▶ To do: Turn the material below into a two-column CSV with the headers "prompt" and "response" and one row per entry. Put each entry's text and its answer in separate quoted fields, and replace any line breaks inside them with spaces.
========================================
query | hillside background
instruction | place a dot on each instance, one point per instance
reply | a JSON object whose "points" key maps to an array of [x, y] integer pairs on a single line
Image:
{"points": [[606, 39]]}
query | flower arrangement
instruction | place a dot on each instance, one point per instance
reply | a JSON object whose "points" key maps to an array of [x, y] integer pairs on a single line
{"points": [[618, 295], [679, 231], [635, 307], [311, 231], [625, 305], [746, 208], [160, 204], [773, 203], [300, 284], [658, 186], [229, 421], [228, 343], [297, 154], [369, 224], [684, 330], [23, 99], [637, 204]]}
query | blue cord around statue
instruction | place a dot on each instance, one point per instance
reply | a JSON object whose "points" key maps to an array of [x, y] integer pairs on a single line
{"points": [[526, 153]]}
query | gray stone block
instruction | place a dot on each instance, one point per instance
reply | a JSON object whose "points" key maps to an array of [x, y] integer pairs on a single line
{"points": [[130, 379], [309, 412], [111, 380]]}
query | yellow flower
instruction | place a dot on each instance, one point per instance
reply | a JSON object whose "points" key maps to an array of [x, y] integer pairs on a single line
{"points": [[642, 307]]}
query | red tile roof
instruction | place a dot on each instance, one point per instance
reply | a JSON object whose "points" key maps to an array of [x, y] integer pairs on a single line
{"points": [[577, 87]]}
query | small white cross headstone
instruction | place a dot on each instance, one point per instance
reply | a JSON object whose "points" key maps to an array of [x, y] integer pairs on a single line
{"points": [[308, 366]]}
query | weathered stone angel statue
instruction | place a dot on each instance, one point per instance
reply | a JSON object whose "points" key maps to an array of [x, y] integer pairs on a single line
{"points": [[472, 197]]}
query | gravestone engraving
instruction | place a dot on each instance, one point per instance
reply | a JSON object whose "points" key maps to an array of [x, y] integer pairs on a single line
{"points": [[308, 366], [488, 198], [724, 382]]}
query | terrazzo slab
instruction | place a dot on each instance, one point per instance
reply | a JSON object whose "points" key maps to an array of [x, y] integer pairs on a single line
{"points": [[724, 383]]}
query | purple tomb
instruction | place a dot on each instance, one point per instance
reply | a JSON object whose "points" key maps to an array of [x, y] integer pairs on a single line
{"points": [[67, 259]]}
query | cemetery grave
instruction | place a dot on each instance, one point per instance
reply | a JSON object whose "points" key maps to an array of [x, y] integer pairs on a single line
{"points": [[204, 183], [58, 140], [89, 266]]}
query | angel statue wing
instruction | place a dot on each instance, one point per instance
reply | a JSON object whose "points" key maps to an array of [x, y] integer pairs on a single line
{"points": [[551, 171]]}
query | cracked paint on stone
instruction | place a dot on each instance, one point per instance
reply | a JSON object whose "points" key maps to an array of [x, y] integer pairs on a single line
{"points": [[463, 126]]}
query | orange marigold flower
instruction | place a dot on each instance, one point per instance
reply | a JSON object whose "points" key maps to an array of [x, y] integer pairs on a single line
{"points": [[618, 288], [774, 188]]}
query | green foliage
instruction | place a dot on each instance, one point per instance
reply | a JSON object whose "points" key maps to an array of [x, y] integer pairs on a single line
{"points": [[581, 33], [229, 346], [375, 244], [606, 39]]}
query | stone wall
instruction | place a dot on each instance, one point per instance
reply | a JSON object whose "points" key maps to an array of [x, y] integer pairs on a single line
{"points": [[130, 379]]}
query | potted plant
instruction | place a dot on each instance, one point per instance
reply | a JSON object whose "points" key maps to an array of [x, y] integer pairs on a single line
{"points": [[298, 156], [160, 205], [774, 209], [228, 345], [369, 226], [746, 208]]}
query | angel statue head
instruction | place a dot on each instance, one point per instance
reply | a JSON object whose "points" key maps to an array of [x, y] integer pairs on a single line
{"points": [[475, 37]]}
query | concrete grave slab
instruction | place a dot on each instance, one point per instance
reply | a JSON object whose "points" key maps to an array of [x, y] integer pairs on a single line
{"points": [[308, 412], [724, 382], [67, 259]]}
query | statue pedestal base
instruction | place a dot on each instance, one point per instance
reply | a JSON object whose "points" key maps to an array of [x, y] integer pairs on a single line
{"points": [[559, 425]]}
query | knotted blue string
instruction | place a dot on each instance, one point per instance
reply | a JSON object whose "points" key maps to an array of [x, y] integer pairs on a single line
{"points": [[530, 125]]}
========================================
▶ Task output:
prompt,response
"query | hillside background instruction | place a dot on each instance, one point per instance reply | a JSON object whose ""points"" key maps to an array of [x, y] integer pairs on a single line Image:","{""points"": [[606, 39]]}"
"query | flower arrangement instruction | place a dot on each instance, one point per instance reply | a JSON object whose ""points"" key maps to an array of [x, y] integer pairs on a single line","{""points"": [[618, 295], [679, 231], [635, 307], [311, 231], [625, 305], [746, 208], [160, 204], [773, 203], [300, 284], [658, 186], [229, 421], [228, 343], [297, 154], [369, 224], [684, 330], [23, 99], [637, 204]]}"
"query | blue cord around statue instruction | place a dot on each instance, one point per instance reply | a JSON object whose ""points"" key maps to an array of [x, y] integer pairs on a single line","{""points"": [[526, 153]]}"
"query | gray stone block instruction | place a dot on each instance, one point per instance reply | a JSON object whose ""points"" key maps to an array of [x, y] integer pairs on a single line","{""points"": [[130, 379], [309, 412], [111, 380]]}"
"query | yellow flower instruction | place a dot on each instance, one point per instance reply | a JSON object whose ""points"" key maps to an array of [x, y] integer pairs on a single line","{""points"": [[642, 307]]}"
"query | red tile roof instruction | place a dot on each instance, one point per instance reply | a JSON object whose ""points"" key maps to an array of [x, y] integer pairs on a single line","{""points"": [[577, 87]]}"
"query | small white cross headstone instruction | place a dot on each instance, one point per instance reply | a JSON object whose ""points"" key maps to an array of [x, y] integer pairs on a single line","{""points"": [[308, 366]]}"
"query | weathered stone angel statue instruction | place a dot on each instance, one point per instance reply | a JSON object whose ""points"" key maps to an array of [x, y] integer pairs on a single line","{""points"": [[472, 197]]}"
"query | gravestone engraving instruction | place a dot on each instance, one point per instance reply | a JSON object whose ""points"" key maps to an array of [x, y] integer pairs on a single line","{""points"": [[308, 366], [488, 198], [724, 382]]}"
"query | terrazzo slab instruction | place a dot on each instance, one point per instance reply | a JSON object whose ""points"" key maps to an array of [x, y] integer pairs on a single line","{""points"": [[724, 383]]}"
"query | purple tomb instruction | place a dot on each instance, one point per instance reply | a JSON object whose ""points"" key maps to an array of [x, y] integer pairs on a single line","{""points"": [[67, 259]]}"
"query | cemetery grave instruction | place a dot on each instance, one point per instance reply | a JSON object whose ""points"" key maps to an array of [x, y] integer pairs on a single line","{""points"": [[204, 183], [58, 140], [89, 266]]}"
"query | angel statue wing instruction | place a dot on each instance, one point per instance reply | a JSON object whose ""points"" key maps to an array of [x, y] integer pairs on a single line","{""points"": [[551, 171]]}"
"query | cracked paint on stone instruction | place a dot on each instance, one point per instance reply | a JSON object whose ""points"" key maps to an array of [x, y] integer pairs on a single line","{""points"": [[463, 126]]}"
"query | orange marigold flower instruction | place a dot on each instance, one point per instance reply | a JSON object whose ""points"" key maps to an array of [x, y] integer pairs on a single line","{""points"": [[618, 288], [774, 188]]}"
"query | green foliage instruction | place a dot on each instance, one point per instance reply | a JSON object whose ""points"" key maps to an array of [x, y] integer pairs on a single line","{""points"": [[581, 33], [229, 346], [375, 244], [606, 39]]}"
"query | stone wall instruction | place a dot on each instance, one point per instance reply | a JSON object whose ""points"" key maps to an array of [x, y] integer pairs on a single line","{""points"": [[130, 379]]}"
"query | potted plant instruction | place a dot on each instance, one point per instance reply | a JSON object whose ""points"" key maps to an array of [x, y] integer pairs on a single line","{""points"": [[298, 156], [160, 205], [774, 209], [228, 345], [369, 226], [746, 208]]}"
"query | angel statue head instruction | place a dot on each instance, one point per instance reply | a JSON object whose ""points"" key maps to an array of [x, y] integer pairs on a single line","{""points"": [[475, 37]]}"
"query | concrete grave slab instruction | place a dot on each instance, one point per instance reply | a JSON object whose ""points"" key maps to an array of [x, y] integer pairs on a single line","{""points"": [[308, 412], [724, 382], [67, 259]]}"
"query | statue pedestal base instruction | place a dot on each instance, one point per instance reply | a JSON object whose ""points"" key maps to an array of [x, y] integer pairs on a single line","{""points"": [[559, 425]]}"
"query | knotted blue string instruction | place a dot on each instance, one point per instance reply | a JSON object whose ""points"" key maps to an array of [x, y] integer pairs on a single line","{""points"": [[530, 125]]}"